### EXERCISE OBJECTIVE
Starting with the first line of the listing, quote each line exactly until and including the one with "Query: overcast sky", leaving pictures out.

——

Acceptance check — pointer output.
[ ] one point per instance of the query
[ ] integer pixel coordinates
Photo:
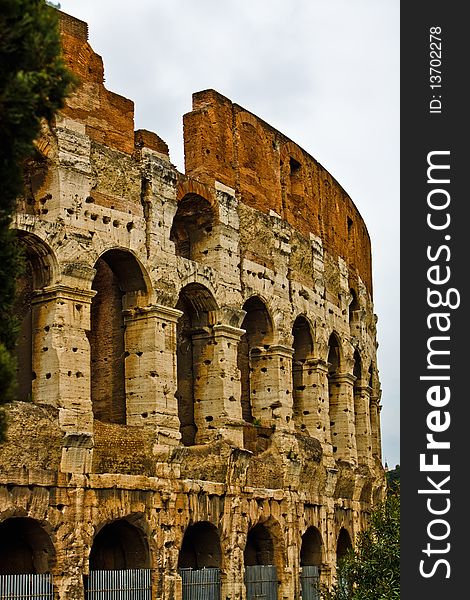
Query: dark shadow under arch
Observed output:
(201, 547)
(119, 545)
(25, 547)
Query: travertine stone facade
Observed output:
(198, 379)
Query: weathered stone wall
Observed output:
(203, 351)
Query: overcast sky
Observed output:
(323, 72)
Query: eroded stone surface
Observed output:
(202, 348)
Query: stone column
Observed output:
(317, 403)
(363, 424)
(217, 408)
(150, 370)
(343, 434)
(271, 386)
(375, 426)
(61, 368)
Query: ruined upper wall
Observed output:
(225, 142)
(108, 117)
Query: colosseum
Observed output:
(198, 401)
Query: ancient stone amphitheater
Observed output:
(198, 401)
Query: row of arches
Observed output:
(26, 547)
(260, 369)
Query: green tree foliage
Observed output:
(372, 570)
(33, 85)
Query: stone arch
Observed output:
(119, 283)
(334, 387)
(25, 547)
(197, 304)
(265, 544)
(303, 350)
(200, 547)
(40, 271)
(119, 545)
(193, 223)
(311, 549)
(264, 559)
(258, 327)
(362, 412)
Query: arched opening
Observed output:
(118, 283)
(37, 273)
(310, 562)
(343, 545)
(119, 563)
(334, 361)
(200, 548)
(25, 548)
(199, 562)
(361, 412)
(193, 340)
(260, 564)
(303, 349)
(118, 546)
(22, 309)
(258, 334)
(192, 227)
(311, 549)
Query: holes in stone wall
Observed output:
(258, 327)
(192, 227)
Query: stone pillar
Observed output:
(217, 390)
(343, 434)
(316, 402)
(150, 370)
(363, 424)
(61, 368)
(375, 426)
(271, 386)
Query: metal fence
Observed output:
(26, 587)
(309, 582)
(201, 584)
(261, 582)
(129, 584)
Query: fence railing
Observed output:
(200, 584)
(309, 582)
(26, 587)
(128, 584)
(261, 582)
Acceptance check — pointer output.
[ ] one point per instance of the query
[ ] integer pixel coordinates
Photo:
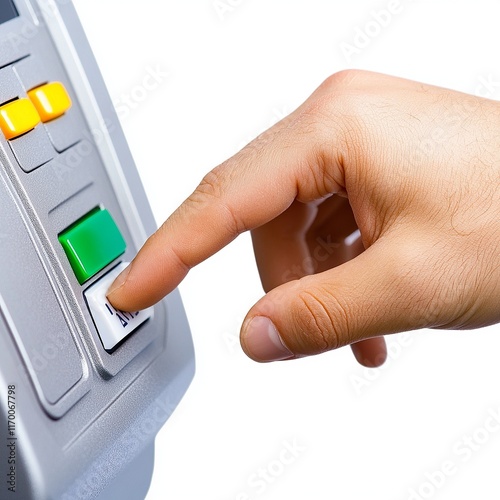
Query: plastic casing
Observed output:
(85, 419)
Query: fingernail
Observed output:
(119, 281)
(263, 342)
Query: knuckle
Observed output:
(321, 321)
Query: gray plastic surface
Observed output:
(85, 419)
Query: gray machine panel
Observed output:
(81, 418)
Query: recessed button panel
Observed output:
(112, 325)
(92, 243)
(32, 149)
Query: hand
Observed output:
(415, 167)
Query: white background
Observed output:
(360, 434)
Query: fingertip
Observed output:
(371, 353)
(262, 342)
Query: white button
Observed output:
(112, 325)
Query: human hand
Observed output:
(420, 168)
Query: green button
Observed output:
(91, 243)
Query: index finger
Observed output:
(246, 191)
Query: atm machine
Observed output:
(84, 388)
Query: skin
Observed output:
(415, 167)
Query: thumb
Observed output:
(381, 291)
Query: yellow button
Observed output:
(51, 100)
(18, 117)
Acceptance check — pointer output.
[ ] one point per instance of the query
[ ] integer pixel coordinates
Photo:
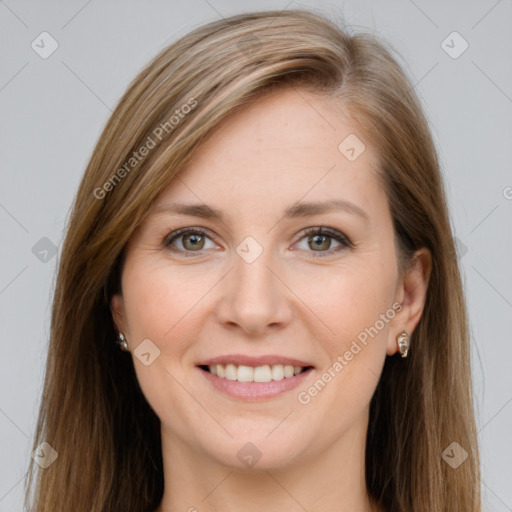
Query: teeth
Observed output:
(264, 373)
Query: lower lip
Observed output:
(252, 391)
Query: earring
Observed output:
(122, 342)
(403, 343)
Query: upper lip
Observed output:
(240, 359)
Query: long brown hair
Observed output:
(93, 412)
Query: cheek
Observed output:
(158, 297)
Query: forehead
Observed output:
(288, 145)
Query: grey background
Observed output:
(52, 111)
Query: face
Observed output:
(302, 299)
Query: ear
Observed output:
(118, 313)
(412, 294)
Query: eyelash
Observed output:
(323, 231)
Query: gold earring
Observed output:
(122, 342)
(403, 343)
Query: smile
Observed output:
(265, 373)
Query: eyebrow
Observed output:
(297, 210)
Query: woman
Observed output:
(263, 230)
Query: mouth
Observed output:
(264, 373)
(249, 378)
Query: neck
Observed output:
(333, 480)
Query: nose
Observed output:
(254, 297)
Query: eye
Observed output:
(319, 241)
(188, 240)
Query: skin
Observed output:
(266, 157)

——

### EXERCISE ANSWER
Acceptance check — pointer output.
[ ] one point per instance of the query
[ ] integer pixel coordinates
Photo:
Query: dark shadow under arch
Observed output:
(201, 547)
(119, 545)
(25, 547)
Query: travertine stone facade
Observed output:
(198, 379)
Query: weathered stone wall
Observed output:
(203, 351)
Query: overcast sky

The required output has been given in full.